**OBJETIVO:**
Segundo a reportagem sobre o jornalismo na guerra em Gaza, quantos profissionais da imprensa morreram em Gaza desde outubro de 2023, pelos números do Comitê de Proteção aos Jornalistas?

Martes, 26 de Agosto de 2025

Guerra em gaza e controle de informação militar desafiam jornalismo em israel

BrasilO Globo, Brasil 25 de agosto de 2025

COBERTURA em xeque

COBERTURA em xeque
A morte de uma equipe da rede catari al-Jazeera na Faixa de Gaza após um bombardeio israelense, há duas semanas, reacendeu o debate sobre o trabalho jornalístico no conflito. Jamais tantos profissionais da imprensa morreram em uma guerra. Ao mesmo tempo, em Israel, redações debatem até que ponto a catástrofe humanitária em Gaza, onde a ONU declarou estado de fome na sexta-feira, merece espaço no noticiário, enquanto lidam com uma censura militar que avalia todo material relacionado a questões de segurança nacional.
Desde os ataques do grupo terrorista Hamas, que deixaram quase 1,2 mil mortos em Israel há quase dois anos, e do início da operação militar no enclave, onde morreram mais de 62 mil pessoas, jornalistas estrangeiros não podem entrar por conta própria em Gaza. O governo israelense afirma ser incapaz de garantir a integridade física dos profissionais, mas o veto é, como destacou a ONU, "sem precedentes na História moderna".
Segundo números do Comitê de Proteção aos Jornalistas, 192 profissionais da imprensa morreram em Gaza desde outubro de 2023. A organização afirma que 24 foram deliberadamente alvejados pelas forças de Israel, e outros 20 casos estão sendo investigados.
" A única razão que os faz negar acesso a jornalistas estrangeiros é a mesma pela qual estão matando jornalistas palestinos: silenciar a verdade " afirmou ao GLOBO Martin Roux, chefe do Escritório de Crise da ONG Repórteres Sem Fronteiras.

**Registros de caixas rotuladas:**

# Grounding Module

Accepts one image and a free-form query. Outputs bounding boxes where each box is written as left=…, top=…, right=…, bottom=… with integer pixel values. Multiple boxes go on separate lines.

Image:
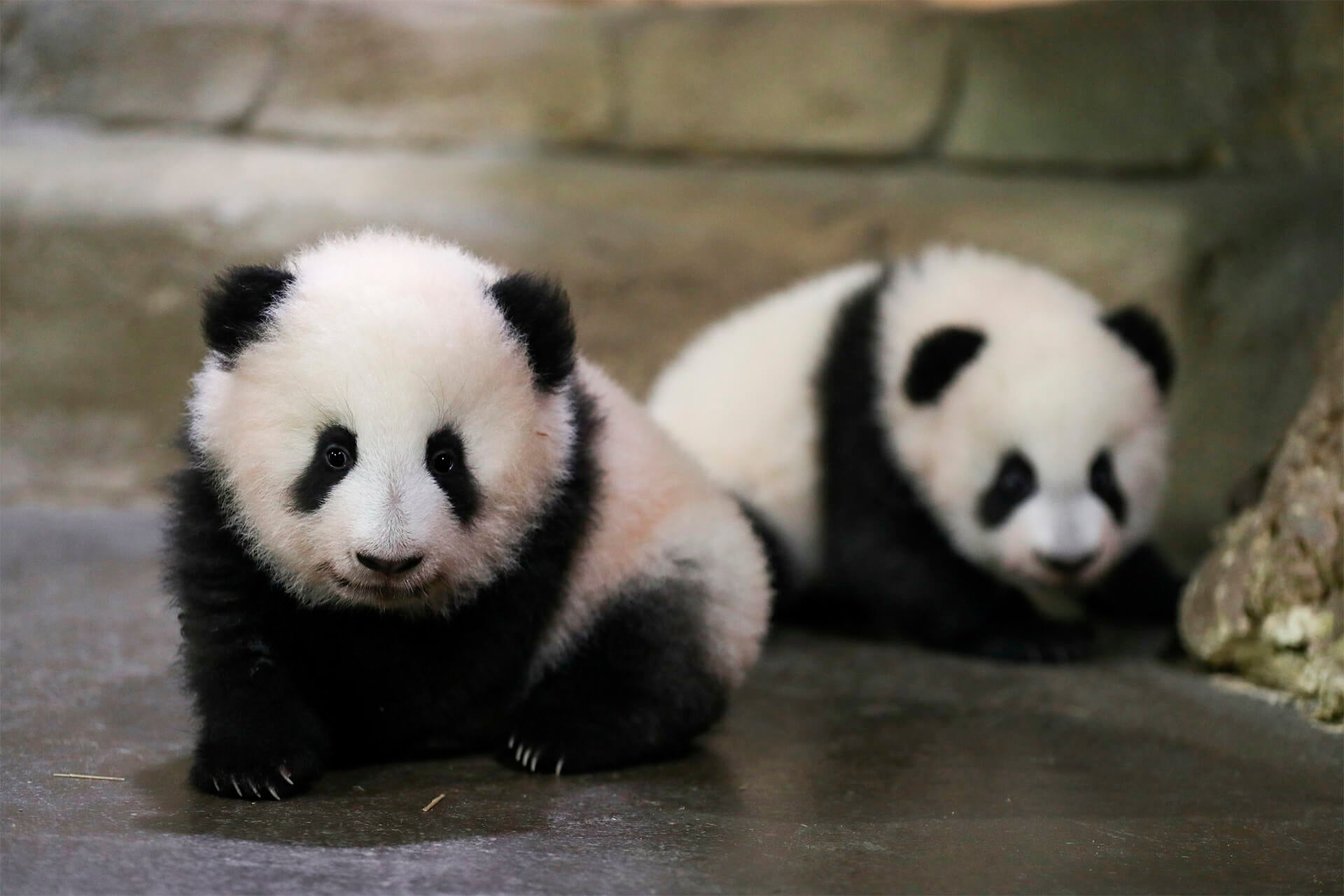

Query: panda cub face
left=191, top=232, right=574, bottom=608
left=888, top=252, right=1172, bottom=589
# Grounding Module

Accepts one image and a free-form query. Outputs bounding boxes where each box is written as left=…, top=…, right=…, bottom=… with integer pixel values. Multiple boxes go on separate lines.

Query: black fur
left=500, top=571, right=727, bottom=772
left=491, top=273, right=574, bottom=391
left=425, top=426, right=481, bottom=523
left=1102, top=307, right=1176, bottom=395
left=202, top=265, right=294, bottom=370
left=1087, top=451, right=1129, bottom=525
left=796, top=263, right=1091, bottom=661
left=167, top=384, right=724, bottom=799
left=1084, top=544, right=1185, bottom=626
left=903, top=326, right=985, bottom=405
left=289, top=423, right=359, bottom=513
left=736, top=498, right=797, bottom=612
left=976, top=451, right=1036, bottom=529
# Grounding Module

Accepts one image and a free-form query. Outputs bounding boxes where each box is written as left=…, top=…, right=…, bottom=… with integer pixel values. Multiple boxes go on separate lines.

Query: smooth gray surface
left=0, top=509, right=1344, bottom=896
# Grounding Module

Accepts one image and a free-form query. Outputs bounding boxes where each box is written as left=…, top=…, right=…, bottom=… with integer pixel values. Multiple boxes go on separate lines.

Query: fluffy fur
left=649, top=248, right=1177, bottom=659
left=168, top=232, right=769, bottom=799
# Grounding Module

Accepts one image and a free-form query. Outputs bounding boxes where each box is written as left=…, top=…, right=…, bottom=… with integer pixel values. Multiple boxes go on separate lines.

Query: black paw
left=496, top=724, right=691, bottom=775
left=977, top=621, right=1096, bottom=662
left=190, top=743, right=323, bottom=801
left=496, top=735, right=572, bottom=775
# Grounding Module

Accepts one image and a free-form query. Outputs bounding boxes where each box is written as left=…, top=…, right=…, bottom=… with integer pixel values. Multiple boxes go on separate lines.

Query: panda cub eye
left=425, top=426, right=481, bottom=524
left=323, top=444, right=349, bottom=470
left=428, top=449, right=457, bottom=475
left=976, top=451, right=1036, bottom=529
left=289, top=423, right=359, bottom=513
left=1087, top=449, right=1129, bottom=525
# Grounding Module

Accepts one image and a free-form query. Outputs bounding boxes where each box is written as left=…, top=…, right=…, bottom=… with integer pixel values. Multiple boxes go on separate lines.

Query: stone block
left=0, top=0, right=289, bottom=127
left=0, top=129, right=1344, bottom=572
left=1180, top=314, right=1344, bottom=722
left=945, top=3, right=1344, bottom=174
left=255, top=0, right=612, bottom=144
left=618, top=4, right=951, bottom=155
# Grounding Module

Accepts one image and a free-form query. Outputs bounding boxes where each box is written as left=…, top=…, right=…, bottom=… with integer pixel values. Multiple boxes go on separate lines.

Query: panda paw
left=497, top=734, right=574, bottom=775
left=190, top=743, right=321, bottom=802
left=977, top=621, right=1094, bottom=662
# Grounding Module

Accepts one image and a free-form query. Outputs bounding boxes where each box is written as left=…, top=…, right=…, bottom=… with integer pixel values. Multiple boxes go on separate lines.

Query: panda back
left=649, top=262, right=882, bottom=578
left=538, top=360, right=770, bottom=687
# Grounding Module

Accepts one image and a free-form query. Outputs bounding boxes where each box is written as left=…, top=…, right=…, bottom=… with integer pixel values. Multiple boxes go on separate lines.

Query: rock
left=0, top=127, right=1341, bottom=575
left=945, top=3, right=1344, bottom=172
left=1180, top=314, right=1344, bottom=722
left=618, top=4, right=951, bottom=155
left=255, top=0, right=612, bottom=144
left=0, top=0, right=290, bottom=129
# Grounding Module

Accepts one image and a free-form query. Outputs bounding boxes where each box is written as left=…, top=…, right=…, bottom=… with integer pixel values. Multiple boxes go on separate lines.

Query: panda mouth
left=332, top=573, right=437, bottom=603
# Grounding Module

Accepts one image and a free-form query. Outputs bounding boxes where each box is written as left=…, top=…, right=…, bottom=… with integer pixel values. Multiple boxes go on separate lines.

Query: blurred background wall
left=0, top=0, right=1344, bottom=572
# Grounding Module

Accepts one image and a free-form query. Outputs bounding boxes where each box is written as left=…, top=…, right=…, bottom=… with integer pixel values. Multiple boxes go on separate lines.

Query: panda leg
left=498, top=582, right=727, bottom=774
left=1084, top=544, right=1184, bottom=624
left=809, top=519, right=1093, bottom=662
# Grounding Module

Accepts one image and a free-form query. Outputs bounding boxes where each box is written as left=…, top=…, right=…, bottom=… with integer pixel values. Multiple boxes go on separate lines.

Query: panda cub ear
left=491, top=273, right=574, bottom=392
left=200, top=266, right=294, bottom=370
left=1100, top=305, right=1176, bottom=396
left=902, top=326, right=985, bottom=405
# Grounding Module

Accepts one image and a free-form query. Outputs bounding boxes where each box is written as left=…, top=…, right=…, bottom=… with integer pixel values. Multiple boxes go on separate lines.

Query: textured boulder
left=1180, top=316, right=1344, bottom=722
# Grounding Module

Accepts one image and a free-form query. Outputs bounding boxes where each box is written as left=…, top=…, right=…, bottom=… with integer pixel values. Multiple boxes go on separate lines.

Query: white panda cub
left=649, top=247, right=1179, bottom=661
left=167, top=232, right=770, bottom=799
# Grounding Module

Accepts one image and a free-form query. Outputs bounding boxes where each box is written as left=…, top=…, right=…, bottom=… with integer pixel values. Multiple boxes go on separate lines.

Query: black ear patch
left=903, top=326, right=985, bottom=405
left=200, top=266, right=294, bottom=370
left=491, top=274, right=574, bottom=392
left=1100, top=305, right=1176, bottom=395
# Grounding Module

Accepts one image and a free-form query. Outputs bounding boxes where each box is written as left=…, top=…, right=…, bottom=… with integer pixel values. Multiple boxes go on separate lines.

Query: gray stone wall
left=0, top=0, right=1344, bottom=572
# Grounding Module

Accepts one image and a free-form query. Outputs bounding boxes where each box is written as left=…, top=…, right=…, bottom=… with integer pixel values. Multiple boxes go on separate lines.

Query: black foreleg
left=500, top=582, right=727, bottom=774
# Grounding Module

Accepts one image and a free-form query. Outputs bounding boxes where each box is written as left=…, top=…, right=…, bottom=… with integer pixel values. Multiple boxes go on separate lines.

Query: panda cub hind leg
left=498, top=582, right=729, bottom=775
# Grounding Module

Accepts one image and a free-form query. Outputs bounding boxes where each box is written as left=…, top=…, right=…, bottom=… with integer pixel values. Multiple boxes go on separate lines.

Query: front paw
left=495, top=734, right=580, bottom=775
left=190, top=741, right=323, bottom=801
left=977, top=620, right=1094, bottom=662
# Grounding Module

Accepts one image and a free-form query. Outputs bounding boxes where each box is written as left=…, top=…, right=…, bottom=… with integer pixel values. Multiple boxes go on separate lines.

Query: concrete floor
left=0, top=509, right=1344, bottom=895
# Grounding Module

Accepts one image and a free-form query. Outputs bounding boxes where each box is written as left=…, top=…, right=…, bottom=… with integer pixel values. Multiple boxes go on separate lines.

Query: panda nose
left=355, top=554, right=425, bottom=575
left=1036, top=551, right=1097, bottom=575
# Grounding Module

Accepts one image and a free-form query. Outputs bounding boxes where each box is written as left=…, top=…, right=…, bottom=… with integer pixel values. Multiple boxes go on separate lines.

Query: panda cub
left=167, top=232, right=770, bottom=799
left=649, top=247, right=1179, bottom=661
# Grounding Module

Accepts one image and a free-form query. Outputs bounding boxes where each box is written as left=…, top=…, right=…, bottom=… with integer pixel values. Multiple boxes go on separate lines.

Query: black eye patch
left=1087, top=450, right=1129, bottom=525
left=976, top=451, right=1036, bottom=529
left=289, top=424, right=359, bottom=513
left=425, top=426, right=481, bottom=523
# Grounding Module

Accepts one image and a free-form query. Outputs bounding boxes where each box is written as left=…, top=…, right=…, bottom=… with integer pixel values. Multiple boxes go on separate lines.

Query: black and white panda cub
left=649, top=247, right=1179, bottom=661
left=168, top=232, right=770, bottom=799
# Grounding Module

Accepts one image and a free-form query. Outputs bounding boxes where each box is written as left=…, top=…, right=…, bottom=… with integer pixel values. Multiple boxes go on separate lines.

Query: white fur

**RESPOSTA COMPLETA:**
Morreram 192 profissionais da imprensa.